→ YOUR OBJECTIVE: Would you find each line in the entries below with the string "rose" and copy it?

→ DATASET EXCERPTS:

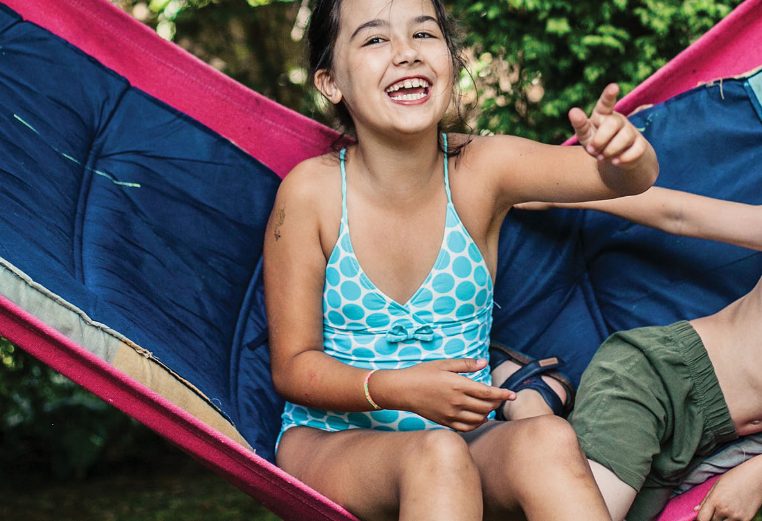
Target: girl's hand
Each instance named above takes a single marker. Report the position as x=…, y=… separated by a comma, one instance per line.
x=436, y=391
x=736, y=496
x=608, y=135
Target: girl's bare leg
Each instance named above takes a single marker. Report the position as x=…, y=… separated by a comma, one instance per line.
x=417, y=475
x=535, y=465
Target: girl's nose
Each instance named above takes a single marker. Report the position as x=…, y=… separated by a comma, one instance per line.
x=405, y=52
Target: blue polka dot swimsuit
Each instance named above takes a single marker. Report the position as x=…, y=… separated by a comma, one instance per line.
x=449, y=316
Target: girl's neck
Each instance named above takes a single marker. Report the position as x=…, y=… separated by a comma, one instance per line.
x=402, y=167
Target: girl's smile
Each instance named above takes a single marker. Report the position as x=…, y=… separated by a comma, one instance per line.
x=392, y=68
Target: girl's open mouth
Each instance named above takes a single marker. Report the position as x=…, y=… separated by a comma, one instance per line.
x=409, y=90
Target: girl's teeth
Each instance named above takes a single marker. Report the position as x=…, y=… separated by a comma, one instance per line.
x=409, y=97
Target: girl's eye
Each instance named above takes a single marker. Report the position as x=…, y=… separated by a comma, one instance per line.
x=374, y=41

---

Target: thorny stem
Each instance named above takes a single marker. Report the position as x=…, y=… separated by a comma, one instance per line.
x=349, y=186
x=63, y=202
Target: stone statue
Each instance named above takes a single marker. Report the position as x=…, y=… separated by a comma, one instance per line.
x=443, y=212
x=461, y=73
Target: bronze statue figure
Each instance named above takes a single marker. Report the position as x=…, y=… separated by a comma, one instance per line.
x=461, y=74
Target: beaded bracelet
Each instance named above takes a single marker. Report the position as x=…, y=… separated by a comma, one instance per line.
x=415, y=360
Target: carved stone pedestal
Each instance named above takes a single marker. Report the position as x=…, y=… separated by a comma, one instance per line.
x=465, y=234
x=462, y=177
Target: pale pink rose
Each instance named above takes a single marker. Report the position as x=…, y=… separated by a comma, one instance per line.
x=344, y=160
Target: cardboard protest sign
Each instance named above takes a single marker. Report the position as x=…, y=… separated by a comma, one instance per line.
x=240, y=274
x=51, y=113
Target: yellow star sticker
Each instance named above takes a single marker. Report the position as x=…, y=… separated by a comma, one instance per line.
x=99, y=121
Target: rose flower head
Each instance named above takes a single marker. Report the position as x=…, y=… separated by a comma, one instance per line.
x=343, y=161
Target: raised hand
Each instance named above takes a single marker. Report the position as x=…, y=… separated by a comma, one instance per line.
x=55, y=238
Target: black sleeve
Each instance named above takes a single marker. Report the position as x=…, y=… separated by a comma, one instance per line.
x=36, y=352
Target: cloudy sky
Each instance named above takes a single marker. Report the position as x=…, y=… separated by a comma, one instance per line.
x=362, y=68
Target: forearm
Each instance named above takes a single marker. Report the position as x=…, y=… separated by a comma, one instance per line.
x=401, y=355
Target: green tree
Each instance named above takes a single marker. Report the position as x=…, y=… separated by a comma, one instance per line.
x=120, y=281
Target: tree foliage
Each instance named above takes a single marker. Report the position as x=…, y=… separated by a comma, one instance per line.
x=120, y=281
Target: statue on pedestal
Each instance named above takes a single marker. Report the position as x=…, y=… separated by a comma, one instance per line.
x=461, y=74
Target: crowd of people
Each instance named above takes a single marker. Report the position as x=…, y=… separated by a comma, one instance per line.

==

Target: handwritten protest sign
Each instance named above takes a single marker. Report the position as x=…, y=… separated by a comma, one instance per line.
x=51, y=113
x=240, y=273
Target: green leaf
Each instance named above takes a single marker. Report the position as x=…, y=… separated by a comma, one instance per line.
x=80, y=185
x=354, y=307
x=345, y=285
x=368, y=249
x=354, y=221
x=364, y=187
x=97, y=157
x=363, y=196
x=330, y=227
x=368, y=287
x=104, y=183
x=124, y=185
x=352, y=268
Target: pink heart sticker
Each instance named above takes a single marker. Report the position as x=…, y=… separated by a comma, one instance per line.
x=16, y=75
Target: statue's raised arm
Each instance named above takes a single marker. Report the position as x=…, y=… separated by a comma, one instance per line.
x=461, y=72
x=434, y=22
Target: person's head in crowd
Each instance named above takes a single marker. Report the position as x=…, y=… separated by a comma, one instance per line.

→ COMPLETED EXERCISE:
Target: pale pink rose
Target: rose flower head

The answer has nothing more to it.